Tasks to carry out |
a: In the TCPIP thread, what size packets is the 8K message said to be transferred in?
b: Repeat the TCPIP thread word for word, from "TCP will guarantee" up to and including "reading the socket.".

Selected text |
+++
TCPIP: see attachment and remarks at the end
Hardware/system parameters: I'll have to check that. Wouldn't surprise me if some system parameters were changed but I don't see why this would introduce this intermittend problem.

I've seen a number of weird things:
* route for 0.0.0.0 is over two distinct gateways. Since the UNIX machine's network is specified in ROUTE that should not be a problem. But I did have trouble within a similar configuration using FTP.
* although service is not active, there still is a BG device.
* although the service has been activated several times, the is no entry in accounting...
* I tested (on a different port) with the same activity, and this finished within 10 seconds (and the activity showed up in accounting).

Next: I'll check the output of monitor. Hopefully the service will be activated....
Willem Grooters
OpenVMS Developer & System Manager
labadie_1
Honored Contributor

Re: TCPIP performance problems

You say

Problems started end of 2002....

May be the problem appears only when some load is reached ?

You should anyway apply the last eco for Tcpip 5.0A if you plan to call HP :-)

May be not related to your problem, but

tcp_recvspace = 32768
tcp_sendspace = 32768

this may be raised quietly.

Good hunt

Gerard
Wim Van den Wyngaert
Honored Contributor

Re: TCPIP performance problems

tcp_mssdflt = 536
is the default maximum segment size. Seems small. As I understand it, it is only used when Path MTU Discovery [RFC-1191] is not supported somewhere on the route to your destination.

To see what they changed in the config, consult the file sys$specific:[tcpip$etc]sysconfigtab.dat.
Wim
Eric Dittman
Frequent Advisor

Re: TCPIP performance problems

When the LAN was replaced by the WAN the problems started, so one thing to check is that the connection speeds are all hard-coded rather than using autonegotiate. Autonegotiation can be problematic, and if there's a mismatch you can experience problems like you are seeing.
Mike Naime
Honored Contributor

Re: TCPIP performance problems

I'm not sure if this is relavent, but when we had a SLOW connection in establishing a telnet session to a VMS system, we ultimately found that it was the "reverse telnet lookup" that was causing our slowdown. This was evidenced by a route on the routing table that was the same as the IP address of the system involved.
(example: AH 192.168.1.112 192.168.1.112)
When we blew away that route, the delay dissapeared. Since this is a dynamic route that is added by the system, it can re-appear on it's own if the system has network problems.

Possibly changing from LAN to WAN made the extra routes appear on the routing table. Remove the extra routes and see if your problems go away.

Mike Naime
VMS SAN mechanic
Willem Grooters
Honored Contributor

Re: TCPIP performance problems

Someone spotted me a cause - but I'm not convinced:
The message is built up and sent to the (TCP) socket in one call (that happens on TRU64). Of course, 8K is not transferred in one window - but in packets of 1460 bytes.
TCP will guarantee that all packets will be delivered in the right order.
So, it was suggested that, on the VMS-side, the application would need to wait until all data is received before reading the socket.
+++
Data excerpts |
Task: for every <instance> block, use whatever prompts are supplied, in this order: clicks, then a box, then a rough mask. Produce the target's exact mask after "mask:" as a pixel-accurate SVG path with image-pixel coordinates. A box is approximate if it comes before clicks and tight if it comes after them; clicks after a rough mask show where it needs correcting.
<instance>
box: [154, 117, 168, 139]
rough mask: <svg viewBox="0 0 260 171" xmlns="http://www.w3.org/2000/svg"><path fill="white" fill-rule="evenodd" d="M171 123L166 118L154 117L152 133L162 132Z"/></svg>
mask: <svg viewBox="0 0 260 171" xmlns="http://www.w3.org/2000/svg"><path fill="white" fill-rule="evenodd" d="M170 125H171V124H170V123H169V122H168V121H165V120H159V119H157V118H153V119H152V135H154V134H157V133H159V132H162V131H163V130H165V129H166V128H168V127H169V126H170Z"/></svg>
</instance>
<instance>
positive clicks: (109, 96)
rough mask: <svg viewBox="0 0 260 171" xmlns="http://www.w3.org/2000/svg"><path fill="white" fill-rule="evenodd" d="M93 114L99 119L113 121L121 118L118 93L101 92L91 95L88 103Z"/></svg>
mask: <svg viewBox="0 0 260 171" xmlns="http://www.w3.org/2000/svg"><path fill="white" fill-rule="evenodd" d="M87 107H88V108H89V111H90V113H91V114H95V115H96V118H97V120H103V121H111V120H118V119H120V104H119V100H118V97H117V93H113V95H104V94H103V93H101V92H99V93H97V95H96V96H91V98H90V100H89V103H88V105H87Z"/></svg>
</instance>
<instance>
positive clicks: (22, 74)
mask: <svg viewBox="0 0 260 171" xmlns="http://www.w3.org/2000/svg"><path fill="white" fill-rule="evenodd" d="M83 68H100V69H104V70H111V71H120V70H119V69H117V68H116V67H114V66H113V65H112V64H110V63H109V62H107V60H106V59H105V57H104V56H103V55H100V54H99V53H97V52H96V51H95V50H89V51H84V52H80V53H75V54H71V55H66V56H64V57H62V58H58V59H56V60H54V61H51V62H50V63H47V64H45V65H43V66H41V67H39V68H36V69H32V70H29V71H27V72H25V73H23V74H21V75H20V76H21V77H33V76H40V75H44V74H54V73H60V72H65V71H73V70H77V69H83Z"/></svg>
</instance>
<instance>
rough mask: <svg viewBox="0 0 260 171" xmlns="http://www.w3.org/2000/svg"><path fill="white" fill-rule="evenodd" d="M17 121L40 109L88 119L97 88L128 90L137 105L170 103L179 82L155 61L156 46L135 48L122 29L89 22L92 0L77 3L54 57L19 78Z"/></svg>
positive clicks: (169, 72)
+++
Expected results |
a: Packets of 1460 bytes.

b:
TCP will guarantee that all packets will be delivered in the right order.
So, it was suggested that, on the VMS-side, the application would need to wait until all data is received before reading the socket.